Document
--- begin ---
However, not everyone is like this, and I’ve noticed an ‘ugly’ side to the writing community which, I have to say, I picked up on early, but the more people I follow, the more I see it. I have actually cut down a large number of writers I follow, and do not actively follow most other writers anymore for these reasons. Seems I’m becoming far more socially discerning than perhaps is good for me. Nevertheless, I cannot change me. The following is a list of the types of writers I’ve found Twitter to contain (after all the lovely, normal, let’s just get on with it writers I just spoke about.) It is these types who are gradually eroding my faith and pleasure in writing and the whole business, as well as social media to be used as a ‘platform’.

1) The Preachy Writer.

Writers (however amateur) who tweet and blog about what you should and should not be doing. Now, I’m sorry, when did you become my mother? I’m not talking about writing advice such as ‘don’t use unnecessary adverbs’ or ‘ensure your character has a goal (though in all honesty, there is so much advice like that out there, I’m shocked there is any creativity left and we’re not all writing to a robotic formula.)

No, what I’m talking about are those writers who scream tweets at me to WRITE, WRITE, WRITE! As though when I’m not writing I am some sort of lesser being than they. My advice to those writers is: STOP TWEETING AT ME TO GO AND WRITE, AND GO AND WRITE YOURSELF! It’s condescending crap at its best. It’s also stupidly ironic. They tweet about how many words they have or haven’t written every bloody day, as though quality can be achieved through pure quantity. (Because they probably read on a preachy blog somewhere once that it doesn’t matter what you write, just write.) Well it matters to me. Why should I write crap for the sake of getting words on a page?  We’re okay with that are we?  (Wait for some to say: yes! It’s okay because you’re writing. Anything!) By all means, do write and write and write and write, if that’s for you. Please, just don’t tweet about it all the time because quite frankly its irrelevant, it’s boring and it’s bossy. I am not going to be motivated by that. I will write when I want to.  (As a months absence from my blog will show you.)

2) The Obsessive Writer.

Heh, aren’t I great? All I ever do is write! (when I’m not tweeting about writing.) These writers do seem almost robotic, and overlap with the Preachy Writer above. Quite often they are one and the same. person. They use the hashtag ‘Write’, like that is all there is to it. As though writing (or indeed doing anything) is THAT simple. It is seemingly all they tweet about. It is their life. Hmmmmm. It seems many of these writers, (often much younger than I, with little life experience) are so busy writing, they aren’t living. Maybe writing is living and if it is for you, well good luck to you. But please, don’t preach that lifestyle at the rest of us. I write when I can. I don’t need a guilt trip whenever I don’t write. I write for a purpose which is mainly because I enjoy it, or I have a rant to get off my chest (like now). It doesn’t make me any lesser for not doing it every second of every day. I don’t have to be obsessed with something to be good at it. I’m not obsessed with teaching, but I’m good at it. I don’t do it every day either. This idea that one should write everyday, regardless of all else in your life, is utter nonsense. I know some who write all the time (at least so it would seem from Twitter) and yet I’ve dipped my toe in their pool of literature and thought “Oh, seemingly practice doesn’t necessarily make perfect. Other than eating, sleeping, showering and brushing your teeth what other activities do any of us actually do EVERY day? It is ridiculous to believe anyone can write everyday. We all take holidays from our jobs, I bet even professional writers do. Also, if you’re forcing yourself to write simply because you feel you should be doing it, because someone tweet-shouted at you to do it, or a blog post told you to do it, how much are you really enjoying it? Really? Be honest. (Okay, you might be. That might be your personality but it is not everyone else’s.)
--- end ---
(Records from a data source)
--- begin ---
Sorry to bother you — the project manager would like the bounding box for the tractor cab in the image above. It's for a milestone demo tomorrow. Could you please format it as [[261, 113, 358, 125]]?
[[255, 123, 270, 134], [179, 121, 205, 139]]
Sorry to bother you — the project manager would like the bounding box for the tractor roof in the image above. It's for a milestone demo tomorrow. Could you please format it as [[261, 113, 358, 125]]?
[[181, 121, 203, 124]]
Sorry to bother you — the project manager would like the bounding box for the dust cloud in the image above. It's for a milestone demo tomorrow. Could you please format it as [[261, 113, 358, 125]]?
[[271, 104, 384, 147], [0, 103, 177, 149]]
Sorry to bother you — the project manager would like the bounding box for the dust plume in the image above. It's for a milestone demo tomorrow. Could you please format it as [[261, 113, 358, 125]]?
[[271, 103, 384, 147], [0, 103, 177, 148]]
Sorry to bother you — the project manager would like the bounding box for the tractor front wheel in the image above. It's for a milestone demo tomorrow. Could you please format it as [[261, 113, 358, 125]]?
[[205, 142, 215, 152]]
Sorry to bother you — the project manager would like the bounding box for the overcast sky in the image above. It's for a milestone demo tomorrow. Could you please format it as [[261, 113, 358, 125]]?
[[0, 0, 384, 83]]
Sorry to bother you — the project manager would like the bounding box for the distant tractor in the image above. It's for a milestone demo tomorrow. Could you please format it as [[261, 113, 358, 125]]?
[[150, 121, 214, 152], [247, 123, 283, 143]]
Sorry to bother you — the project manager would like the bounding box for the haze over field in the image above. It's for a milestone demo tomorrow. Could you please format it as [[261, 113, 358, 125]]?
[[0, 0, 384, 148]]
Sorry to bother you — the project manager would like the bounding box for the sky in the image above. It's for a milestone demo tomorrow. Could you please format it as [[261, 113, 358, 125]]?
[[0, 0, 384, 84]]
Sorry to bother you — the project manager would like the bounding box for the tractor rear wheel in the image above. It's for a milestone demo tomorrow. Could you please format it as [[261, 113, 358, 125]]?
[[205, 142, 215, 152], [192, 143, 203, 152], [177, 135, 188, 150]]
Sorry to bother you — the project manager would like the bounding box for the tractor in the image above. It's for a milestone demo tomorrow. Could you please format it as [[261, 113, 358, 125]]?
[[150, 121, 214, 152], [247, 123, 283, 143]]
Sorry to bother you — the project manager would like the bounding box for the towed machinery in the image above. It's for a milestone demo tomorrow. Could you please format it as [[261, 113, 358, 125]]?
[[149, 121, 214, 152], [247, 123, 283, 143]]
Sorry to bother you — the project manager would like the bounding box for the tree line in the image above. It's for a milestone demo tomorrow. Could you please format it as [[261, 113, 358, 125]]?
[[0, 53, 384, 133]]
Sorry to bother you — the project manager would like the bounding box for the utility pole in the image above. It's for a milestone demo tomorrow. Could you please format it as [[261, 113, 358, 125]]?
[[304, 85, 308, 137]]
--- end ---
Exercise
Answer these questions using the post about writers on Twitter above.
(a) What do Preachy Writers tweet about every day?
(b) Which hashtag do Obsessive Writers use?
(c) What work does the author say they are good at without being obsessed with it?

Full output
(a) How many words they have or haven't written.
(b) 'Write'.
(c) Teaching.